- _Selected extract_:

- - - - - - -

It attracted me because I lived in London and saw firsthand how many individuals I knew were unfairly singled out by the force for mistreatment, insults, and humiliations, including members of my extended family and several of my elder brothers' acquaintances.
“Fitting the description” was such a commonplace excuse and officers are still using it even now to justify flagging down men and women of colour in their cars. I should know, I’ve been stopped more times than I can count.
Trouble is, the call for more Black and Asian people to join up hasn’t worked. Don’t take my word for it. Google the devastating 363-page assessment by Baroness Louise Casey last year which left London’s Metropolitan Police with nowhere to hide.
The report revealed a racist, bullying culture and found discrimination to be “baked into the system”. Among the harrowing tales, one Muslim officer had bacon stuffed in his boots, a Sikh officer had his beard cut and a female junior was subjected to repeated harassment. Minority ethnic officers were also much more likely to be disciplined or leave.
All that matters because we still do need a diverse police force, not just in London but across the country. But why join the profession when it is routinely weaponised against you? Why sign up when many of those already working there are living a nightmare?

- - - - - - -

- _Items_:
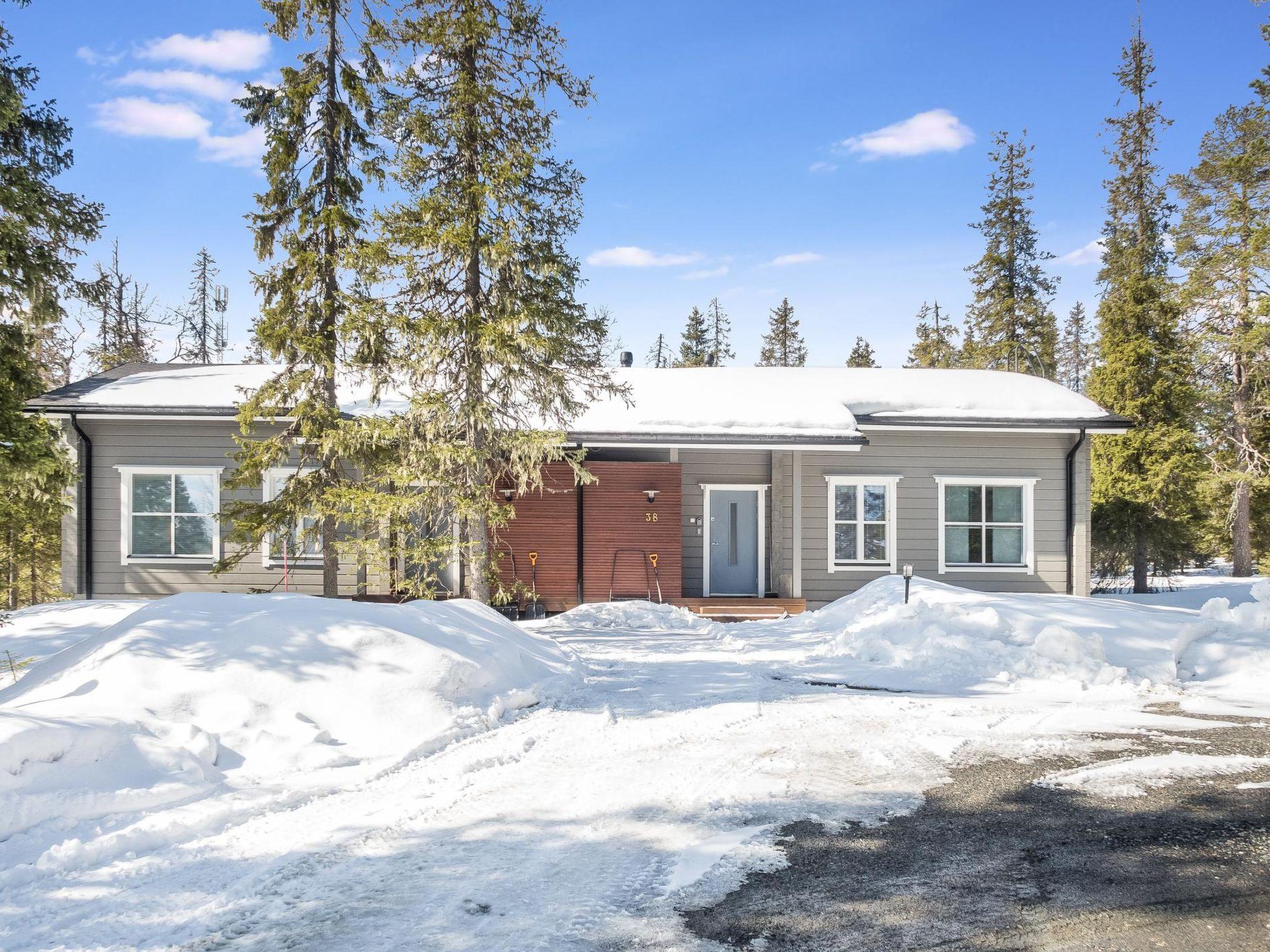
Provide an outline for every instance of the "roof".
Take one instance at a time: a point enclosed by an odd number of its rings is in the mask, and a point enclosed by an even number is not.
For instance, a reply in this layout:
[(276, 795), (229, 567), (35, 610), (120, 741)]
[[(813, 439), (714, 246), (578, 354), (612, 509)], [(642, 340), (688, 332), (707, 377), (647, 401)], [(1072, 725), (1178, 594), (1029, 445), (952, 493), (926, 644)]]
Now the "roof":
[[(123, 364), (29, 401), (32, 410), (232, 416), (268, 364)], [(1053, 381), (1003, 371), (853, 367), (615, 368), (630, 401), (592, 404), (569, 428), (603, 442), (862, 443), (876, 426), (1124, 429), (1129, 421)], [(351, 415), (391, 413), (339, 387)]]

- - - - - - -

- _Aim A_: Rewrite the listing below the article, changing "roof" to "canopy" wherever it occurs and keeping every other line unchanged. Leave the pictures out of your answer.
- _Aim B_: Go on with the opinion piece on racism in the police and the push to recruit officers of color, starting after its last sentence.

- _Exercise response A_:
Provide an outline for every instance of the "canopy".
Take one instance at a time: a point enclosed by an odd number of its rings is in the mask, and a point enclosed by an even number is not.
For instance, a reply in this layout:
[(276, 795), (229, 567), (35, 610), (120, 741)]
[[(813, 439), (714, 246), (578, 354), (612, 509)], [(642, 340), (688, 332), (707, 377), (647, 401)], [(1072, 725), (1178, 594), (1029, 445), (952, 493), (926, 644)]]
Now the "canopy":
[[(123, 364), (29, 401), (32, 410), (232, 416), (268, 364)], [(1053, 381), (1003, 371), (853, 367), (615, 368), (630, 401), (592, 404), (569, 428), (603, 442), (862, 443), (876, 426), (1124, 429), (1129, 421)], [(351, 415), (391, 413), (339, 387)]]

- _Exercise response B_:
Now the National Black Police Association (NBPA) has sent a rallying cry to ethnic minorities, warning them not to join the Met following what it calls a “racist and vexatious” misconduct investigation into a leading officer.
It is the first call for a boycott in 20 years. But the NBPA say Charles Ehikioya, chair of the Met Black Police Association, has been deliberately targeted for calling out the behaviour of senior officers – and for claiming he and his colleagues are suffering racism.
Tellingly, the Casey Report found Black officers were 81% more likely to find themselves in the dock than their white counterparts. Casey wrote: “Allegations against officers and staff of colour might follow when they raise their head above the parapet to call out poor behaviour. This is a pattern embedded across Met culture: speaking out often results in adverse consequences for the complainant.”
It is so hard to argue the case for joining the police when the facts and the culture that many Black people have warned of for years is held up to the light. I have friends and family within the police force and even this week we have been debating this. The solution surely can’t be going back to the way it was in the 1970s. Then again, what has changed?